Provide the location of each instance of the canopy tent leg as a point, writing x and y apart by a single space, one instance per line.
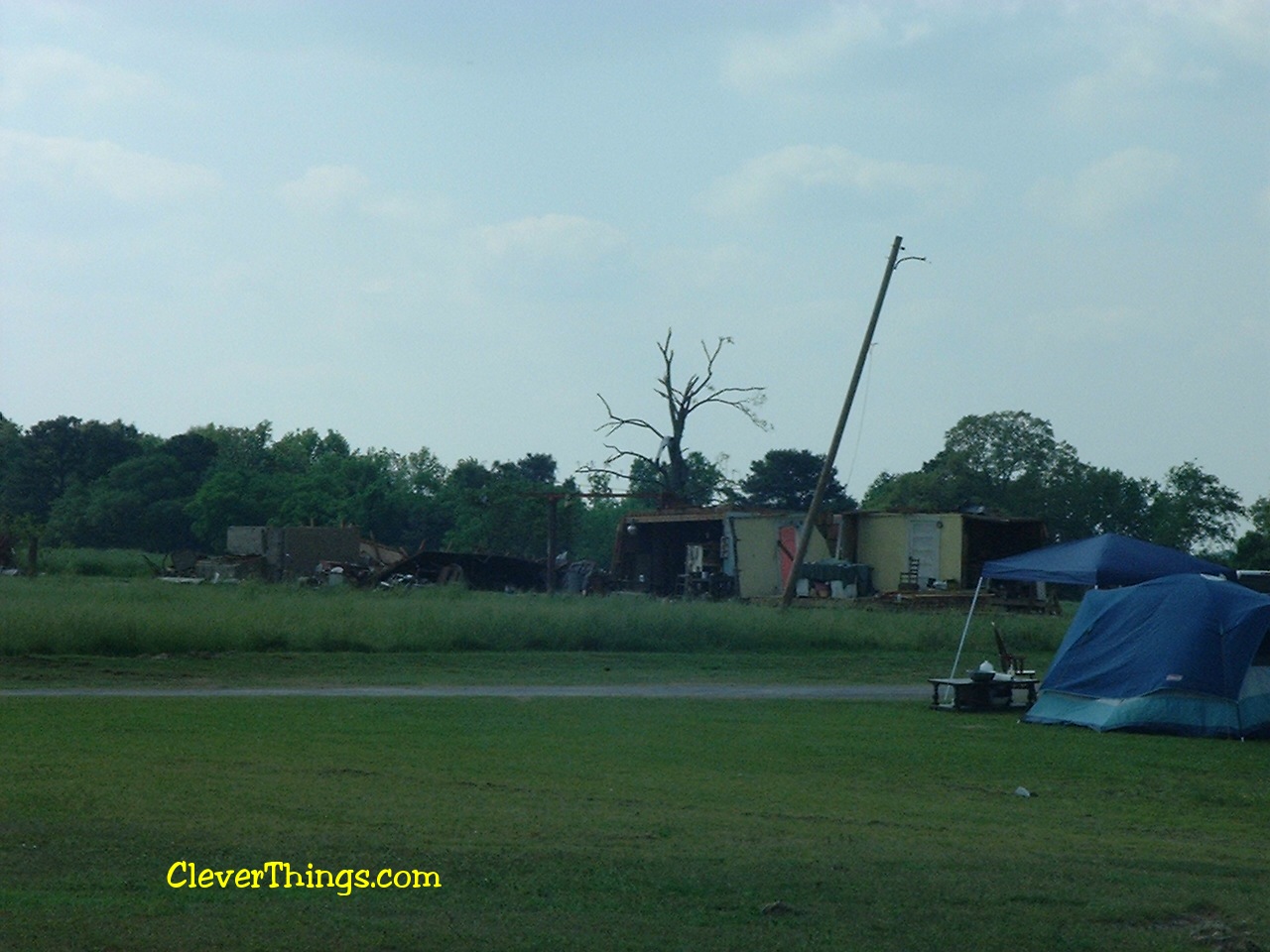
947 689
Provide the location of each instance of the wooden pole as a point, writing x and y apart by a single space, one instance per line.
804 535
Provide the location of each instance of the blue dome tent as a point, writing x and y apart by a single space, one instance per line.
1098 561
1182 654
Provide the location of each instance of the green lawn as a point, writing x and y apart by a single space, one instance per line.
622 824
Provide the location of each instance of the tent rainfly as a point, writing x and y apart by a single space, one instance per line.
1183 654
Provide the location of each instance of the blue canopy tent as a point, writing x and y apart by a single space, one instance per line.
1098 561
1183 654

§ **Exercise aim**: Return word for word the lines of the data from the one holding "Provide the location of each instance of the blue canopy" through the final line, both included.

§ **Answer to the problem**:
Provide the location of each instance of the blue canopy tent as a point, writing x and y apart by a single space, one instance per line.
1098 561
1183 654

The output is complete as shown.